> [TASK DETAILS]: Could you print exactly the lines of the listing below, starting at the line that has "Phrase: child's drawing sign" and ending at the line that has "183, row 674.", and only those lines?

> [ENTRIES PROVIDED]:
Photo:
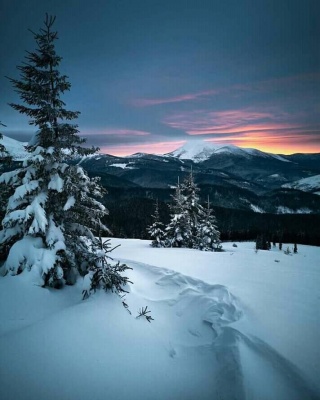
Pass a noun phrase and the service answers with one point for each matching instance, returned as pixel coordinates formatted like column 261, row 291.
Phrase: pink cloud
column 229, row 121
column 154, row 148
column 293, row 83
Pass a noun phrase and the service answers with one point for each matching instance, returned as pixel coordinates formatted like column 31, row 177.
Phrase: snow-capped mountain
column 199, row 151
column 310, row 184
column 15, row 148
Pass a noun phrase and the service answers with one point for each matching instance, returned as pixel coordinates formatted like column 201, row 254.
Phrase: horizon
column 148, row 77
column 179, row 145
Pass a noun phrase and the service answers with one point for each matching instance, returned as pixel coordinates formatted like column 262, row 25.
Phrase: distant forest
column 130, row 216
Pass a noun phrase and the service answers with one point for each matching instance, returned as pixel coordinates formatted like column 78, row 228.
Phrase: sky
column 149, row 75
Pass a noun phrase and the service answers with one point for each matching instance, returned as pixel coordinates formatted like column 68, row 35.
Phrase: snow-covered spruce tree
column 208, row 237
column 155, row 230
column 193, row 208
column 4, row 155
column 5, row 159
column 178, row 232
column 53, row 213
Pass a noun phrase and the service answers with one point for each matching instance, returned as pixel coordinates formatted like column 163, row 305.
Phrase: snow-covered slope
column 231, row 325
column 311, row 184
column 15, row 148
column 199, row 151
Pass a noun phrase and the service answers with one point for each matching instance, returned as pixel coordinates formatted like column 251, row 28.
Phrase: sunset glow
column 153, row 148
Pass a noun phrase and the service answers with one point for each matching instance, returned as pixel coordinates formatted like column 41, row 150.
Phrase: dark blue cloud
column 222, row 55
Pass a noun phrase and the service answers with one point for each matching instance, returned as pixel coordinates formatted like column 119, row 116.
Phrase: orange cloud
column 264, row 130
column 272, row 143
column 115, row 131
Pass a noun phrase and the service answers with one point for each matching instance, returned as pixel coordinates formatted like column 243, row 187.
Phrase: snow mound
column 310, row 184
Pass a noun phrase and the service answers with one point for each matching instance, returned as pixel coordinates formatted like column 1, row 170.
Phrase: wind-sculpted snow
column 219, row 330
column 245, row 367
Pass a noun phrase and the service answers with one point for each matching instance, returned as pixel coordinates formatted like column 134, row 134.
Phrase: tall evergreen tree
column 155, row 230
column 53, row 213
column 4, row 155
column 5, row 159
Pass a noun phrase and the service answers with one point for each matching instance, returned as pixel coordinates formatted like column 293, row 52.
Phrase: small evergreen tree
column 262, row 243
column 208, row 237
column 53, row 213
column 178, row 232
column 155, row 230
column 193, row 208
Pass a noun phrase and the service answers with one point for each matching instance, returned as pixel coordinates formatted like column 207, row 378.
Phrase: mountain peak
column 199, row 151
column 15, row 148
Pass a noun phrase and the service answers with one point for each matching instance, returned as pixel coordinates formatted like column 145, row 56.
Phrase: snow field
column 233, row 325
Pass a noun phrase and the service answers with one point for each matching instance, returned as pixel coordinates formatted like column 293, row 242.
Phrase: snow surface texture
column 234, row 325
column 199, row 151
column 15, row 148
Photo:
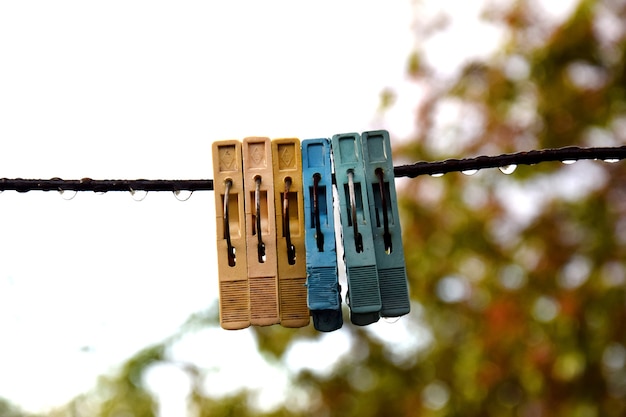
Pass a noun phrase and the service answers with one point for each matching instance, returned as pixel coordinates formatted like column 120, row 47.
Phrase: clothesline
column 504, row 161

...

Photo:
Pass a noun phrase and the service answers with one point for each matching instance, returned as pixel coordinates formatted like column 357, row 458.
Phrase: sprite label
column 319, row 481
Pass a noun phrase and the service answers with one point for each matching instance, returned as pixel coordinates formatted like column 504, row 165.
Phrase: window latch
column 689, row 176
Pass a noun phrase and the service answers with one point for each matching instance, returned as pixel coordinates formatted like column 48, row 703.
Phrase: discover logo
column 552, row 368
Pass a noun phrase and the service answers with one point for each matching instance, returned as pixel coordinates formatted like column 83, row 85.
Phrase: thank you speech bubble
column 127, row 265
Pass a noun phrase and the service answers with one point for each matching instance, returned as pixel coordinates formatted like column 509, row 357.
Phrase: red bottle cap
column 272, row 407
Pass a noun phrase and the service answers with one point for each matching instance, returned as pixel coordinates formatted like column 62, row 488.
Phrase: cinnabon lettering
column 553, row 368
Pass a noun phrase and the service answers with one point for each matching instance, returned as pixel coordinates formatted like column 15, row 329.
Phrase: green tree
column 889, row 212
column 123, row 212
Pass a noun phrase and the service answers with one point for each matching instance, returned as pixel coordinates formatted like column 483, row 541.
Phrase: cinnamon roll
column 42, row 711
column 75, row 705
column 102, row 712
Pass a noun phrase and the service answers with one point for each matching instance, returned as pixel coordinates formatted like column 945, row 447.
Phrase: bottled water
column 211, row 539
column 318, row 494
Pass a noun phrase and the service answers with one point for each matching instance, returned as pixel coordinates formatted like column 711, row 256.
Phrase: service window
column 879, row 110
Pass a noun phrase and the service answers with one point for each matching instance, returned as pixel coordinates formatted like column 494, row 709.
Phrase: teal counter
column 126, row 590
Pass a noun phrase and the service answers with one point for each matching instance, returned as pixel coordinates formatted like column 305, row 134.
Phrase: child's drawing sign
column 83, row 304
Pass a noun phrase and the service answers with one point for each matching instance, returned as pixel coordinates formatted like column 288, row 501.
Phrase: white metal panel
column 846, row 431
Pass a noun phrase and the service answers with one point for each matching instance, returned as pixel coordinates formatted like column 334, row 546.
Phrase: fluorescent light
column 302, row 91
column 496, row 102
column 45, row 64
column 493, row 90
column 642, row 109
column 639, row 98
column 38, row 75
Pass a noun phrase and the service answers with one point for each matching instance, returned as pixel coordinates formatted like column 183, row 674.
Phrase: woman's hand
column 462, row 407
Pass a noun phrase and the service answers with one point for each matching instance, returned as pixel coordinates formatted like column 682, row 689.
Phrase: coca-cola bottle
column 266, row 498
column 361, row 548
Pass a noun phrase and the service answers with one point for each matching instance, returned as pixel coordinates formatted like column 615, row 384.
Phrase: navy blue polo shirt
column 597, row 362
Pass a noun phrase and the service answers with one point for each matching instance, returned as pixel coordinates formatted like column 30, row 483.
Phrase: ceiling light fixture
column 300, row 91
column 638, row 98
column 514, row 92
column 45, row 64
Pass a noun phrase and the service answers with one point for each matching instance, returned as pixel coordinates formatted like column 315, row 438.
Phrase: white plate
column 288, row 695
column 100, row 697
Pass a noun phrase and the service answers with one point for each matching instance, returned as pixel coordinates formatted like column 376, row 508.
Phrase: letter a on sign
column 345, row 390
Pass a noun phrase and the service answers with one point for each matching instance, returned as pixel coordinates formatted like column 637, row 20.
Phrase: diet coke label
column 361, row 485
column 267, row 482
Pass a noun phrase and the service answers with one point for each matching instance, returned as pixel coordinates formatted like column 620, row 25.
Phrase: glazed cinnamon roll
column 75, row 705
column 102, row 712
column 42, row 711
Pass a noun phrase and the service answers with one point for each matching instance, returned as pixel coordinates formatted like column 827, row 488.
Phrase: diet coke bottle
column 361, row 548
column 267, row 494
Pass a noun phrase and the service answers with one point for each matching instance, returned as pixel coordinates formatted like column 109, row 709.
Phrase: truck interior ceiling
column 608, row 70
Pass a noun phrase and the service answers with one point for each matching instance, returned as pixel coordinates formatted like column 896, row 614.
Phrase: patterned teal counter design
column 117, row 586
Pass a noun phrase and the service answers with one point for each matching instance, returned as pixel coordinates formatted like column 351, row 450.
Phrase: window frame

* * *

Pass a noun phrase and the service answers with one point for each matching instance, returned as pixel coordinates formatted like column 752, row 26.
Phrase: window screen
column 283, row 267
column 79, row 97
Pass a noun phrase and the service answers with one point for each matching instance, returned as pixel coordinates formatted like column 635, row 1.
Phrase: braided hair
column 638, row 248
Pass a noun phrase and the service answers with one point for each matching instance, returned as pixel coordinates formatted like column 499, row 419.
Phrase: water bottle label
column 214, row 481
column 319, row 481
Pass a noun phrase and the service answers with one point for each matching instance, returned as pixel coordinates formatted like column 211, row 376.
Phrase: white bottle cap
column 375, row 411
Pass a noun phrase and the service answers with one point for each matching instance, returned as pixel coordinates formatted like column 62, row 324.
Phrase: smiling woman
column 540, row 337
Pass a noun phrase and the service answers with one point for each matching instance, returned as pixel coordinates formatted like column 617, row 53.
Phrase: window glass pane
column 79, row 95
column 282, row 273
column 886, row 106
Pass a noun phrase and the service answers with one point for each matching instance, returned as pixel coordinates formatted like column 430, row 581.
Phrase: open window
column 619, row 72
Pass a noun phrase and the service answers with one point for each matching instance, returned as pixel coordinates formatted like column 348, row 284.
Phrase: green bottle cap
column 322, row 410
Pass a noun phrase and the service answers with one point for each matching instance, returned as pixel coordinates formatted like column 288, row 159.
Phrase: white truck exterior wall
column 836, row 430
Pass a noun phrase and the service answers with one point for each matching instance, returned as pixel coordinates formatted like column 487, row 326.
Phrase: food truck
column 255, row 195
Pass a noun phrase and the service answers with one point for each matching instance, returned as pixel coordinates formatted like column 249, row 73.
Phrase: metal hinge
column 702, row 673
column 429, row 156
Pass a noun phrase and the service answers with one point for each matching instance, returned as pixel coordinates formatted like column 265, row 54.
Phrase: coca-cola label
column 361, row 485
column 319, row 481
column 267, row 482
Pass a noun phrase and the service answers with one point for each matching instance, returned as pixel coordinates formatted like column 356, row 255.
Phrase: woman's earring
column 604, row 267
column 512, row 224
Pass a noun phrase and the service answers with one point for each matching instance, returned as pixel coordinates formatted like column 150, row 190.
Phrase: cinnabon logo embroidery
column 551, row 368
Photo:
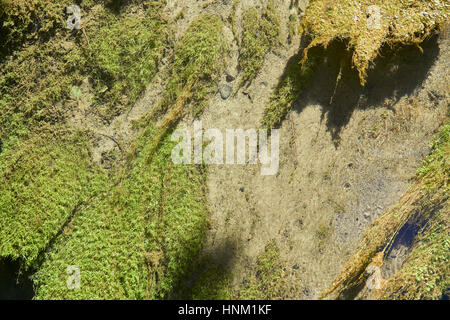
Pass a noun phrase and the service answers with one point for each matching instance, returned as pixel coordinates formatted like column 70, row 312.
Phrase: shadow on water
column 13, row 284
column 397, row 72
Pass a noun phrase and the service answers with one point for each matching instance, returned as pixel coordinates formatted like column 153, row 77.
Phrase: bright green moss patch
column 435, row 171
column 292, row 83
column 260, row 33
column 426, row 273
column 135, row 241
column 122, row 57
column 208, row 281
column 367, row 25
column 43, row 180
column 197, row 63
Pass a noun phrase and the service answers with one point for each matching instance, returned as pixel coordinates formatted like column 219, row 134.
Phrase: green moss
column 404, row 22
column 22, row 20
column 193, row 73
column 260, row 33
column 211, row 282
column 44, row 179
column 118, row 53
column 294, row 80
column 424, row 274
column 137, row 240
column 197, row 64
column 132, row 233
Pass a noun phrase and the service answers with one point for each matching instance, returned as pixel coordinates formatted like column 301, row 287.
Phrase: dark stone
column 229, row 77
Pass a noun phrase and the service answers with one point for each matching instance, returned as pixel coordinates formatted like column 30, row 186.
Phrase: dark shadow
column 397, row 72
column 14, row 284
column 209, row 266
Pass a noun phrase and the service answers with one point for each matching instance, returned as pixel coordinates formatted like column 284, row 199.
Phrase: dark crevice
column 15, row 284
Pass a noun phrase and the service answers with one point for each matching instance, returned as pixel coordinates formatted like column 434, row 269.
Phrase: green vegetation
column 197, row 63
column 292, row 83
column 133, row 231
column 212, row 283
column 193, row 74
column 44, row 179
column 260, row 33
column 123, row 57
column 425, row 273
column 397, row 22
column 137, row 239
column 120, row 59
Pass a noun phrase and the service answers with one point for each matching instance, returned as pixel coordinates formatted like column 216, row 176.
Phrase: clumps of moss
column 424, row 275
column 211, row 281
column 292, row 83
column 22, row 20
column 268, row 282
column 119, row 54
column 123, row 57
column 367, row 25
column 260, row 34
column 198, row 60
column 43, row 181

> [SOLUTION FOR THIS EXERCISE]:
Phrase: child's drawing sign
column 83, row 304
Pass a noun phrase and the service answers with one point for each matching instance, returned as pixel coordinates formatted like column 288, row 501.
Phrase: white metal panel
column 846, row 431
Pass a noun phrase and the service answers with one point for each matching instance, returned as pixel coordinates formatted like column 334, row 546.
Phrase: fluorescent light
column 302, row 91
column 496, row 102
column 45, row 64
column 493, row 90
column 642, row 109
column 639, row 98
column 38, row 75
Pass a noun phrase and the service answers with one point for each matching instance, returned as pixel coordinates formatted like column 183, row 674.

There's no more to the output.